But absolute valuations are not much of a guide to investors' behaviour. Equities might look expensive when compared with their past, but they might still be a better investment than other assets such as bonds. In relative terms, UK stocks are still better value than gilts and their valuation is well below the 1987 levels. This is an important bull point for the stock market: if shares are more attractive than gilts, investors will have little alternative but to put their money in stocks.

The interest rate parrallel is more worrying. As in the summer of 1987, the Bank of England signalled the turn in the cycle with its decision to raise rates to 5.25 per cent earlier this month.

But, even if this is the end of a long rate-cutting era, a series of gentle tightenings in monetary policy will not be enough to trigger a stock market crash.

Overall, the comparison between 1987 and 1999 looks pretty flimsy and there is little to suggest that we are heading for a domestically-generated stock market meltdown.

____________________

» Problems to solve:
A. Write out the part of the market commentary between "But absolute valuations" and "stock market crash.", inclusive.
B. Answer these questions using the market commentary:
(i) Against which asset are UK stocks said to be better value in relative terms?
(ii) To what level did the Bank of England decide to raise rates?
(iii) Which two years does the commentary compare?
C. List every different number that appears in the market commentary, giving each one once.
The records after this point are separate material and have no connection to the market commentary.

____________________

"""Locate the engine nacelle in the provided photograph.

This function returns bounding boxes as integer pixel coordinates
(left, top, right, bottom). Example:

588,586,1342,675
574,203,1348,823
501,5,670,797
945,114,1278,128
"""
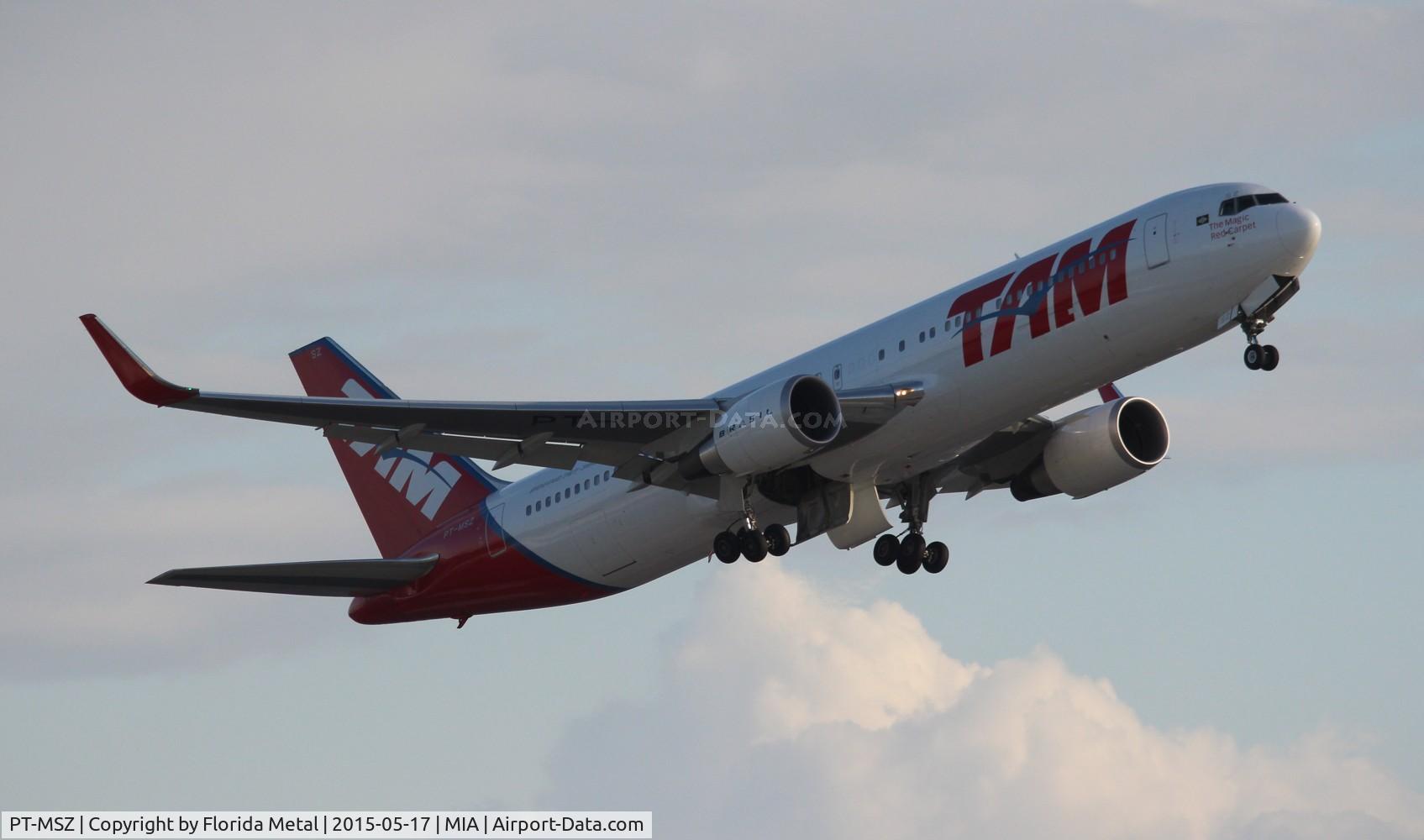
680,375,840,478
1010,397,1170,501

____________________

» Answers for this exercise:
A.
But absolute valuations are not much of a guide to investors' behaviour. Equities might look expensive when compared with their past, but they might still be a better investment than other assets such as bonds. In relative terms, UK stocks are still better value than gilts and their valuation is well below the 1987 levels. This is an important bull point for the stock market: if shares are more attractive than gilts, investors will have little alternative but to put their money in stocks.

The interest rate parrallel is more worrying. As in the summer of 1987, the Bank of England signalled the turn in the cycle with its decision to raise rates to 5.25 per cent earlier this month.

But, even if this is the end of a long rate-cutting era, a series of gentle tightenings in monetary policy will not be enough to trigger a stock market crash.

B.
(i) Gilts.
(ii) 5.25 per cent.
(iii) 1987 and 1999.

C. 1987, 5.25, 1999